• **Excerpted records**:
· · ·
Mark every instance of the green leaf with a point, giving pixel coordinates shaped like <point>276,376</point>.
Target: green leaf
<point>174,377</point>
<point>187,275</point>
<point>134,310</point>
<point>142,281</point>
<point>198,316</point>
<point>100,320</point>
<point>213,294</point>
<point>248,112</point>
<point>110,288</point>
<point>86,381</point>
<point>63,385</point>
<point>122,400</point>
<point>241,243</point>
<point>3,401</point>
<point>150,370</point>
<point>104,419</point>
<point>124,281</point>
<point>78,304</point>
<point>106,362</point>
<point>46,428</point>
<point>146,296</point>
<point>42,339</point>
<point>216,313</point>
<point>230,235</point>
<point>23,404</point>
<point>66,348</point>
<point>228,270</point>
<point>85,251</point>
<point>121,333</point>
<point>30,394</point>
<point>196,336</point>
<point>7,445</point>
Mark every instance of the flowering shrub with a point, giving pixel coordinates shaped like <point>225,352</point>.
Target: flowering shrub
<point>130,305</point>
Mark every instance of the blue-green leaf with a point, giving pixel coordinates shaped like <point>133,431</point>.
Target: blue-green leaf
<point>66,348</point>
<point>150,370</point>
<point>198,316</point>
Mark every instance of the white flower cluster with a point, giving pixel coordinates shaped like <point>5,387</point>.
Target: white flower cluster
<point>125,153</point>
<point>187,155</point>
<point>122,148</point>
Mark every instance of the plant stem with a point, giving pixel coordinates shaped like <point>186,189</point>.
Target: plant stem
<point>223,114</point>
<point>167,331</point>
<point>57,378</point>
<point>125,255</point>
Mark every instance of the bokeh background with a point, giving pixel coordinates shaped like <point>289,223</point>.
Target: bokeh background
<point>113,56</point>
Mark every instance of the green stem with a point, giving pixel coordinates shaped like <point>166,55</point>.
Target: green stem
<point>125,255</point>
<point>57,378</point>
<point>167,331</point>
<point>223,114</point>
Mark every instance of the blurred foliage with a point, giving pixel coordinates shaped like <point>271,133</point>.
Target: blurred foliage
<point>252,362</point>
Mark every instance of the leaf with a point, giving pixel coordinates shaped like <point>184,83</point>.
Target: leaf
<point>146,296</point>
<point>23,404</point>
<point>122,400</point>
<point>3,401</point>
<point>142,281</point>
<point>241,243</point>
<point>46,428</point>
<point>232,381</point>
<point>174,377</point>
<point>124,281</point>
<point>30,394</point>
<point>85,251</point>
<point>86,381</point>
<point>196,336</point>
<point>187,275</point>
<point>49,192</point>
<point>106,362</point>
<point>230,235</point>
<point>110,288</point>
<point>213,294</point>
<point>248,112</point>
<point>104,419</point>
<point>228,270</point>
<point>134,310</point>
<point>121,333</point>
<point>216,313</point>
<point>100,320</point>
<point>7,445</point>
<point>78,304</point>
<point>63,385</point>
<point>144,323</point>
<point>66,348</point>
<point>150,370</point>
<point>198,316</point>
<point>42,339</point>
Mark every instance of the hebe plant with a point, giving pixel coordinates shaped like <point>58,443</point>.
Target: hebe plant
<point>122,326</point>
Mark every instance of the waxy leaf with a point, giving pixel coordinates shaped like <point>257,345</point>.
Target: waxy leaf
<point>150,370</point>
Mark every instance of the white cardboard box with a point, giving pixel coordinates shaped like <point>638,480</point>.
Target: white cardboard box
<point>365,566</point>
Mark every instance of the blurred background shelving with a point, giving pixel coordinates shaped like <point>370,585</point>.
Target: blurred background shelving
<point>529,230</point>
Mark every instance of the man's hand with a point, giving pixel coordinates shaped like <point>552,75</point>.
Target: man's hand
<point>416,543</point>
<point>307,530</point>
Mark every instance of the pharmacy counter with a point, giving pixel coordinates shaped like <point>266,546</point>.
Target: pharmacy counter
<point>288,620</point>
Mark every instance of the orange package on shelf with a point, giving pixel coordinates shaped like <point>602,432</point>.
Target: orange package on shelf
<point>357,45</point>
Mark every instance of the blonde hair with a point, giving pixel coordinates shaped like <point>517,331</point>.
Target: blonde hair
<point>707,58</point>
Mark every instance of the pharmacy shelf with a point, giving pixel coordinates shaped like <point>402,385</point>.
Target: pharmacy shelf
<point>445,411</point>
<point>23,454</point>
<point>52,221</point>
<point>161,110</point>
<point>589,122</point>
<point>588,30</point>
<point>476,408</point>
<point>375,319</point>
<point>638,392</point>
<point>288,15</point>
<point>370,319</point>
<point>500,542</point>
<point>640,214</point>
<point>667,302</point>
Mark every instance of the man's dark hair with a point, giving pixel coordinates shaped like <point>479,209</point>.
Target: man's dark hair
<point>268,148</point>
· · ·
• **Instructions to follow**: Begin with the line that contains "Mark every instance of the blurred background" and end with the last line of the records; set down every line in that span exactly, and nothing else.

• **Result**:
Mark every instance of the blurred background shelving with a point, giving pixel coordinates shaped like <point>370,585</point>.
Target: blurred background shelving
<point>529,230</point>
Mark every instance of the man's hand with a point, giving pixel coordinates shaped like <point>552,75</point>.
Target: man's hand
<point>416,543</point>
<point>307,530</point>
Mark every instance of the pharmacy counter with a point, giving pixel coordinates shaped like <point>266,546</point>.
Target: pharmacy counter
<point>288,620</point>
Mark every instance of the orange package on shelf with a point, giving pixel coordinates shaped like <point>602,432</point>.
Target: orange package on shelf
<point>357,45</point>
Mark every instance of the blonde hair with a point, giving pixel coordinates shaped like <point>517,331</point>.
Target: blonde hair
<point>707,58</point>
Mark every instance of the pharmacy shelf with a point, giving pixel coordinates shaped like <point>402,385</point>.
Target: pharmacy shelf
<point>445,411</point>
<point>23,454</point>
<point>52,221</point>
<point>161,110</point>
<point>589,122</point>
<point>588,30</point>
<point>476,408</point>
<point>375,319</point>
<point>638,392</point>
<point>288,15</point>
<point>370,319</point>
<point>500,542</point>
<point>640,214</point>
<point>667,302</point>
Mark every instance of the man's dark hair with a point, giving pixel coordinates shaped like <point>479,209</point>.
Target: man's dark hair
<point>268,148</point>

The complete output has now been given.